STATED PROBLEM »
Copy the data from the line that contains "Could you point to the wheel" to its last line, exactly, including both of those lines and leaving out everything before.

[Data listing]
>>>>

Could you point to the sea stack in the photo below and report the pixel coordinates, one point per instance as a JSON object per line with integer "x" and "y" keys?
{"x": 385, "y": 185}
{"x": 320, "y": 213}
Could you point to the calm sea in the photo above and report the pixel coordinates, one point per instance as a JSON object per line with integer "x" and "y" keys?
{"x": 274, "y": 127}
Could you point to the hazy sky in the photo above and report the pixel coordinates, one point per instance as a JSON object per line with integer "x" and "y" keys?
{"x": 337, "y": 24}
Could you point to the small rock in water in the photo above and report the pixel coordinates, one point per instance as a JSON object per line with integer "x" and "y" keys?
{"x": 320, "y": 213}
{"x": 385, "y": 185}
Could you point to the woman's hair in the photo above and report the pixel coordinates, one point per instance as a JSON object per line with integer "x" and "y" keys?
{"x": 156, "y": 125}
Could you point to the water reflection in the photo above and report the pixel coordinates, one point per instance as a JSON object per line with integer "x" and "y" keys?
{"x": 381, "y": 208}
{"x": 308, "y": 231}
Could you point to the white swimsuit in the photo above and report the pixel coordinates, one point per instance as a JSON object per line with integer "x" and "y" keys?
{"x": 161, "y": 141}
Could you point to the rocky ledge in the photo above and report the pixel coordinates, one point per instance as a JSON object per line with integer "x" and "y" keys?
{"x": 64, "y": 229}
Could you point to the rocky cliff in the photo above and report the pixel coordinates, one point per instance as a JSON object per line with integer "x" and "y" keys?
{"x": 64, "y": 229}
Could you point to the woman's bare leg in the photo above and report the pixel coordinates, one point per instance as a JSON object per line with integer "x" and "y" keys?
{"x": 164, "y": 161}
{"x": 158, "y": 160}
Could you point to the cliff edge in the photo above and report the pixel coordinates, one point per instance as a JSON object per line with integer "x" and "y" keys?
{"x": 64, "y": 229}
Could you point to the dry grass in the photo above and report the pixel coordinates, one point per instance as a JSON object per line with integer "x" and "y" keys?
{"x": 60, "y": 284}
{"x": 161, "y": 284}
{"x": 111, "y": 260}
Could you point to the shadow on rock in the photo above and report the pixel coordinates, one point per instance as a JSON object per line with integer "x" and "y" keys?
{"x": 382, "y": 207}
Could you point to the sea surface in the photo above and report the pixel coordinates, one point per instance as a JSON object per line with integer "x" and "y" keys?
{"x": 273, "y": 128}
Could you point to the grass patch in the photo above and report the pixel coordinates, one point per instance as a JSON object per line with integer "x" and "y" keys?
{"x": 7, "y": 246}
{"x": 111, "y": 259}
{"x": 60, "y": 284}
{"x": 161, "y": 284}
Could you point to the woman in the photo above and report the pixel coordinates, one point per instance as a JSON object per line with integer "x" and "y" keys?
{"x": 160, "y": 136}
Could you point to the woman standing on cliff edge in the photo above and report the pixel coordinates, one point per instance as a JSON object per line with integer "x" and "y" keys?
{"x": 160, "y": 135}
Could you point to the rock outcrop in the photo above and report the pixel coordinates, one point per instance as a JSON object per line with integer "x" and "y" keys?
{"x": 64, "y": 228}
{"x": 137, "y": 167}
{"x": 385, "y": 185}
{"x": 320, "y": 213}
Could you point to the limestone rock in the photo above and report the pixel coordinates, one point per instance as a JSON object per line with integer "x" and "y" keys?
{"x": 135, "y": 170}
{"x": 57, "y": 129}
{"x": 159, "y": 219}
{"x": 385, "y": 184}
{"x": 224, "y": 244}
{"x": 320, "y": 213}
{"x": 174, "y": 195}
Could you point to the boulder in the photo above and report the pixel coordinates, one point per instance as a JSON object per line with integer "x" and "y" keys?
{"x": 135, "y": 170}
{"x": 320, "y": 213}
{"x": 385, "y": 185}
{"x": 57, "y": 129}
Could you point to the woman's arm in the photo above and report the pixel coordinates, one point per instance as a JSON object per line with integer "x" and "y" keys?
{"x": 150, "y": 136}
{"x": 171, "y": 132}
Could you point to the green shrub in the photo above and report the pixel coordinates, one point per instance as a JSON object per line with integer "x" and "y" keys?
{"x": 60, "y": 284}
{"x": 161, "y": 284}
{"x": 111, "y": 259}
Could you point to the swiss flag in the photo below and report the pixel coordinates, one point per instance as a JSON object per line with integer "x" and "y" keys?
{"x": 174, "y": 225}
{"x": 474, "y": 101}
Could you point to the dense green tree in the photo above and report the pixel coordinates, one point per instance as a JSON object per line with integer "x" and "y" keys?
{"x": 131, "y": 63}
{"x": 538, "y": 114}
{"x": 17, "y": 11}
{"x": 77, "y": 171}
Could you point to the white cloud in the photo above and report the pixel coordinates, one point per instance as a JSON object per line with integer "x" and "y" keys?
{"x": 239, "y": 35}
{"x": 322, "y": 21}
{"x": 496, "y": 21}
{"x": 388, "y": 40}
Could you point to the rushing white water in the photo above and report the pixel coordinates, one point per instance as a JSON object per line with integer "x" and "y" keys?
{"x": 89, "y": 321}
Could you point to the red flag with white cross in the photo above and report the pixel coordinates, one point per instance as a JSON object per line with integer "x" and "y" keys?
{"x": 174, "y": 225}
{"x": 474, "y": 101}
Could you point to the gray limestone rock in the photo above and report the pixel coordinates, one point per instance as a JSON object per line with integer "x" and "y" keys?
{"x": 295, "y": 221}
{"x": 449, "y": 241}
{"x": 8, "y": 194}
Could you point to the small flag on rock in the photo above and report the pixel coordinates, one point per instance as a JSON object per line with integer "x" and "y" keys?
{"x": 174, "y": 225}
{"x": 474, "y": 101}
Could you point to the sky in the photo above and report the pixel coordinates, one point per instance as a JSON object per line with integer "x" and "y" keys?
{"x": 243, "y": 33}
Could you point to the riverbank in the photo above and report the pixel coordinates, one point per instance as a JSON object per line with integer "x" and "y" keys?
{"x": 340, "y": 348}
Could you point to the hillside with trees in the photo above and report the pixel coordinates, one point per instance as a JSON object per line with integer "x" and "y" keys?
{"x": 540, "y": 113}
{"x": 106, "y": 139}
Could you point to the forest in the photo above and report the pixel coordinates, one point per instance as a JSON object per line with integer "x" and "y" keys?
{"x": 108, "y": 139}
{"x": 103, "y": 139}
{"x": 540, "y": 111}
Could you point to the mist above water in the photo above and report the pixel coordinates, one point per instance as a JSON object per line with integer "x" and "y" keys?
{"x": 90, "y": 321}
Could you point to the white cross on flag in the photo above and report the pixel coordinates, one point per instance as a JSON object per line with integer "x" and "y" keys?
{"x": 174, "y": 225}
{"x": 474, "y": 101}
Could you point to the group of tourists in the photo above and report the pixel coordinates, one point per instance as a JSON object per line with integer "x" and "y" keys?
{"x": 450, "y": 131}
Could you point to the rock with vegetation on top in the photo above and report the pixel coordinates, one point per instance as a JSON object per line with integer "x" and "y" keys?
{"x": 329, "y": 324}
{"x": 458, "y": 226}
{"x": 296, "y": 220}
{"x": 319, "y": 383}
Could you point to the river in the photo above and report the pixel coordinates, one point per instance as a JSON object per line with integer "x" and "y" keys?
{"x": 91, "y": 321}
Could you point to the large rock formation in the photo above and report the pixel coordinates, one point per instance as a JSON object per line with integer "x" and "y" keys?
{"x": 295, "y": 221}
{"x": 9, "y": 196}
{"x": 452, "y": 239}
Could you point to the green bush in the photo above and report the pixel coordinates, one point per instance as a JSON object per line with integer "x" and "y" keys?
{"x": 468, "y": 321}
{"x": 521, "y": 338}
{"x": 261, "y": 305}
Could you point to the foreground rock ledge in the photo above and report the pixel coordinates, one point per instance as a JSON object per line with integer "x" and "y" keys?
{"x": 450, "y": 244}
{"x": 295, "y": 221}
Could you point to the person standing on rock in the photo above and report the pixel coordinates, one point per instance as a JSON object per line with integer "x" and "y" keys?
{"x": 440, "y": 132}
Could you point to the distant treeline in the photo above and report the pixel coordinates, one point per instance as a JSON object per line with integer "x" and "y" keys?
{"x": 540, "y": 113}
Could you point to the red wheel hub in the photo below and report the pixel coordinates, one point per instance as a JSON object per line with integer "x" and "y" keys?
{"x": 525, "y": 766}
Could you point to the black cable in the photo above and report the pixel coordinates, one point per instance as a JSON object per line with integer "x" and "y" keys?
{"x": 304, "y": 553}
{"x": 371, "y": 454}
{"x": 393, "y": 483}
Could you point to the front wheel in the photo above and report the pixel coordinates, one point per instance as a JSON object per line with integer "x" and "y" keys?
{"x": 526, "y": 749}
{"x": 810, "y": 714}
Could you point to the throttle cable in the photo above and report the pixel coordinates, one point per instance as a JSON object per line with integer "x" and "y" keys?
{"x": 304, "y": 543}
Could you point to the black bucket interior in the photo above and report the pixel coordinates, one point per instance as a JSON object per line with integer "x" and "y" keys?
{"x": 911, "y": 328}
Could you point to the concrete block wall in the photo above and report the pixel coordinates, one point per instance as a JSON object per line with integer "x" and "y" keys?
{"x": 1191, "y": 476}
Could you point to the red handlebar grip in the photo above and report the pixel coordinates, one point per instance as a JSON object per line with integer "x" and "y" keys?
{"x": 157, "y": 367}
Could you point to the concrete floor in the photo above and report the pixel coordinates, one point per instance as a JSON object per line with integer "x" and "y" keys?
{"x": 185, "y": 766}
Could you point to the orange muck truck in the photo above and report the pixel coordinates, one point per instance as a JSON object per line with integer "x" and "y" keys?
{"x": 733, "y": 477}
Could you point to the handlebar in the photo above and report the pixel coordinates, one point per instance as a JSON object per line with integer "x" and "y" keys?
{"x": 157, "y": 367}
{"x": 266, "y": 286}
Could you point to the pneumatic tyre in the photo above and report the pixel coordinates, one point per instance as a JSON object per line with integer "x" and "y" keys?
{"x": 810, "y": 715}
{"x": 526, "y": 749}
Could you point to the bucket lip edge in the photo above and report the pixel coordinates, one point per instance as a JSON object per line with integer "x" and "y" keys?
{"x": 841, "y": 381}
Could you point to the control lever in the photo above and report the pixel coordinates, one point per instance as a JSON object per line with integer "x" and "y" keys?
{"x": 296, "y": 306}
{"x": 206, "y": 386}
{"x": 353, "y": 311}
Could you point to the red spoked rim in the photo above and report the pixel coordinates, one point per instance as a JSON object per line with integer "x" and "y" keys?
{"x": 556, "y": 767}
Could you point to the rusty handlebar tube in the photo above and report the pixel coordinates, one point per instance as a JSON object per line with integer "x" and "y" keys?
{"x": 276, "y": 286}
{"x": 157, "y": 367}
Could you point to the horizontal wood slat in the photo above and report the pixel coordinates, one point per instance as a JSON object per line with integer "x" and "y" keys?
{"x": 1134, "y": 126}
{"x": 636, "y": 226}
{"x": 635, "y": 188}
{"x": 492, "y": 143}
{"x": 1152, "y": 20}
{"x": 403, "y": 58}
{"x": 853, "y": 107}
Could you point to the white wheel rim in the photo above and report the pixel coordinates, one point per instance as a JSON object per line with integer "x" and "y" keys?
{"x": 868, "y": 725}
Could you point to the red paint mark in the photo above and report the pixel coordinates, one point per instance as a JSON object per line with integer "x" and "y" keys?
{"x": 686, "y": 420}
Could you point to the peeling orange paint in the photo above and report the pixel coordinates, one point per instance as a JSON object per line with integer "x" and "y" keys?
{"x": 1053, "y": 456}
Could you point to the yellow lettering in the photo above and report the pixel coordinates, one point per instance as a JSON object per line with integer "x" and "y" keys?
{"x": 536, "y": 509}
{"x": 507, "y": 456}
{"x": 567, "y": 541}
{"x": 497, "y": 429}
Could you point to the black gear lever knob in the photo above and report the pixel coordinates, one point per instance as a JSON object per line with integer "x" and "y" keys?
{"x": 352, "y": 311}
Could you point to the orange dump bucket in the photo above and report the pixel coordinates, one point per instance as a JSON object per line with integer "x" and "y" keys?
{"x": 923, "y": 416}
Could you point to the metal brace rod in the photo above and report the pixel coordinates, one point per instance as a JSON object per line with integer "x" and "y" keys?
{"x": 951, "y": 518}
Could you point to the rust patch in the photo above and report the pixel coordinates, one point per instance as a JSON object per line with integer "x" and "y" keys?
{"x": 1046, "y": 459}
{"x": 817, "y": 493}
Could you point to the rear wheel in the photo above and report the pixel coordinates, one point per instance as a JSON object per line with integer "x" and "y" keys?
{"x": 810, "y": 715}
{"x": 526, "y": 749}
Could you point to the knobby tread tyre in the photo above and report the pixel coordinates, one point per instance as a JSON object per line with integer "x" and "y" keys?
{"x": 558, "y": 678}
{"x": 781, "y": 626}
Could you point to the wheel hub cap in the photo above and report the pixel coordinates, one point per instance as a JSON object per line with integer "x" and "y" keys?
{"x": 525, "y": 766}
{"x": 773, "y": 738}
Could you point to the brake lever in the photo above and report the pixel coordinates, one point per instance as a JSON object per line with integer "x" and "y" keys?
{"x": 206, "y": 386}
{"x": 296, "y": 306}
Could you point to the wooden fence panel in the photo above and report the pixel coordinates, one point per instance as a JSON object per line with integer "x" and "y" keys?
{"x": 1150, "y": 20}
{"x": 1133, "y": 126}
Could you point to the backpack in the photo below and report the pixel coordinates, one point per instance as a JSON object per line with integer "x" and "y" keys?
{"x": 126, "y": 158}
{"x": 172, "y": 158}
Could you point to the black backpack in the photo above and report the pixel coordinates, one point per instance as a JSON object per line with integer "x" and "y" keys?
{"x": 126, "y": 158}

<<<<

FINISHED ANSWER »
Could you point to the wheel hub cap in the photo above and report the pixel coordinates, one point per instance as a JSON object per line with integer "x" and "y" keys?
{"x": 525, "y": 766}
{"x": 773, "y": 738}
Could you point to the brake lever in the photo above and report the pixel coordinates, one point per instance as a JSON object per line with integer "x" and "y" keys?
{"x": 206, "y": 386}
{"x": 296, "y": 306}
Could you point to the wooden fence panel in the photo above and report the pixel coordinates, one point per instance as a JSON object per line with integer "x" and "y" keys?
{"x": 1150, "y": 20}
{"x": 1133, "y": 126}
Could you point to the backpack in the photo below and report the pixel coordinates, one point per instance as a JSON object per line with integer "x" and "y" keys?
{"x": 126, "y": 158}
{"x": 172, "y": 158}
Could you point to the black backpack in the photo above and report the pixel coordinates, one point per instance as a JSON object per line with integer "x" and "y" keys?
{"x": 126, "y": 158}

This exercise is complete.